_Task objective:_ Starting at the line that contains "needle-like leaf in the photo above accordingly.", quote each line exactly through the last line of the entries, both included.

----- Task data

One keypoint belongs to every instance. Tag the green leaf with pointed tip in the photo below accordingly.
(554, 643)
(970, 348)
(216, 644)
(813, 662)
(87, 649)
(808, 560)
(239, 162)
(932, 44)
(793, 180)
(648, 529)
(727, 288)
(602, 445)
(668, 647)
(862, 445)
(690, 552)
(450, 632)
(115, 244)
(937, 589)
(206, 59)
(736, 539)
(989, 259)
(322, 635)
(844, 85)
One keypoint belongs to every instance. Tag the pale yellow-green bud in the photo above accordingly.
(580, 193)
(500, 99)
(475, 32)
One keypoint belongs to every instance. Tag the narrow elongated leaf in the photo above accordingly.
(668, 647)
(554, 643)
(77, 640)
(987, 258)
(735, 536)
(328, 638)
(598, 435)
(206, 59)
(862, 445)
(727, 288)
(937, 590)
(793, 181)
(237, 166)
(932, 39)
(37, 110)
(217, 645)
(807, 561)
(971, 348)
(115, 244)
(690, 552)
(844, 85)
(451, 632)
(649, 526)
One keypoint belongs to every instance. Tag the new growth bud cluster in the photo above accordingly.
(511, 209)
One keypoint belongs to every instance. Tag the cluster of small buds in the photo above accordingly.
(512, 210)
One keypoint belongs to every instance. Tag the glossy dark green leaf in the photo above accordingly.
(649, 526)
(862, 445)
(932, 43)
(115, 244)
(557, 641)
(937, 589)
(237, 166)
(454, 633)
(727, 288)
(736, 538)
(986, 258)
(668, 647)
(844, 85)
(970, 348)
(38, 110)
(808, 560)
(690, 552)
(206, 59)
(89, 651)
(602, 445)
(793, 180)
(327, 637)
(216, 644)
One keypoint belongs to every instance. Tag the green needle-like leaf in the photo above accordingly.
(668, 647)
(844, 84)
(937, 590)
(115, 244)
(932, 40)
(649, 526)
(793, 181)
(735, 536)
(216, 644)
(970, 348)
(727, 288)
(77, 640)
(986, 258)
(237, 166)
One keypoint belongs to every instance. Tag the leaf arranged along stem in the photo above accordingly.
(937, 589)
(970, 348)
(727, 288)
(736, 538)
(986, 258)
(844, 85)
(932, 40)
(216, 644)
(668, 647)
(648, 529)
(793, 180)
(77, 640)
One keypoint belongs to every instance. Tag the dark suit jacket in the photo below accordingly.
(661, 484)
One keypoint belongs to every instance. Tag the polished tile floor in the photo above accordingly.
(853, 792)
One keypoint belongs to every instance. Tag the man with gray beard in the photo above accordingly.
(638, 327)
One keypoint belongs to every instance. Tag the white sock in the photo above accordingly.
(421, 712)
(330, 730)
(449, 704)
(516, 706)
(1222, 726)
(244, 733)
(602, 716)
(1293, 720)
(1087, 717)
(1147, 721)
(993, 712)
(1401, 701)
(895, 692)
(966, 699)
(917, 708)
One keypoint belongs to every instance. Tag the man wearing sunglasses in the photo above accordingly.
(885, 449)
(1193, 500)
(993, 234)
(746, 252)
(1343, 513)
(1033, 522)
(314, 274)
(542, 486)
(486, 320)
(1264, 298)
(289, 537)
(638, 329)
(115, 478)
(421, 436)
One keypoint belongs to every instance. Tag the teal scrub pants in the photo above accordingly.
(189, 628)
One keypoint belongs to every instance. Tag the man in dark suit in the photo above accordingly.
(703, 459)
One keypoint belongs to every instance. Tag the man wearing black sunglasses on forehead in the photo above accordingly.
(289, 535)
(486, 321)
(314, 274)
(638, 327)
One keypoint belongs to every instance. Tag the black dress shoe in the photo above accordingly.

----------

_Finished task:_
One keypoint belongs to every instance. Tag the green needle-like leaf in the photo above accordingly.
(668, 647)
(844, 84)
(937, 590)
(115, 244)
(932, 40)
(649, 526)
(793, 181)
(735, 536)
(216, 644)
(970, 348)
(727, 288)
(77, 640)
(986, 258)
(237, 166)
One keypoint belongs to every instance. Tag the leaf arranged along stem in the photo above accordingly.
(937, 589)
(970, 348)
(727, 288)
(736, 538)
(986, 258)
(844, 85)
(932, 40)
(216, 644)
(668, 647)
(648, 529)
(793, 180)
(77, 640)
One keypoint belongs to every instance. Tag the dark suit jacket in the photo below accordingly.
(661, 484)
One keypoint belongs to every instance. Tag the polished tile floor in the photo above accordingly.
(853, 792)
One keypoint belongs to every instance. Tag the man with gray beard in the photo above accordingly.
(638, 327)
One keypoint belongs to every instance. Tag the white sock in the photo above accordingly.
(421, 712)
(330, 730)
(449, 704)
(516, 706)
(1222, 726)
(244, 733)
(602, 716)
(1293, 720)
(1087, 717)
(1147, 721)
(993, 712)
(1401, 701)
(895, 692)
(966, 699)
(917, 708)
One keypoint belongs to every instance. Tag the man wearing sunglasses in the photo above accordingly.
(885, 449)
(1193, 500)
(993, 234)
(746, 252)
(1343, 513)
(1033, 522)
(314, 274)
(542, 486)
(486, 320)
(1264, 298)
(289, 537)
(638, 329)
(115, 478)
(421, 436)
One keypoint belongs to every instance. Tag the teal scrub pants in the photo above accordingly.
(189, 628)
One keypoint belongs to every instance. Tag the man in dark suit in the photo above accordingly.
(703, 459)
One keypoint belongs to every instance. Tag the man wearing black sunglasses on forehead in the photo above accordingly.
(289, 535)
(486, 321)
(314, 274)
(638, 327)
One keypoint belongs to every instance. Tag the black dress shoe in the photo above accordingly.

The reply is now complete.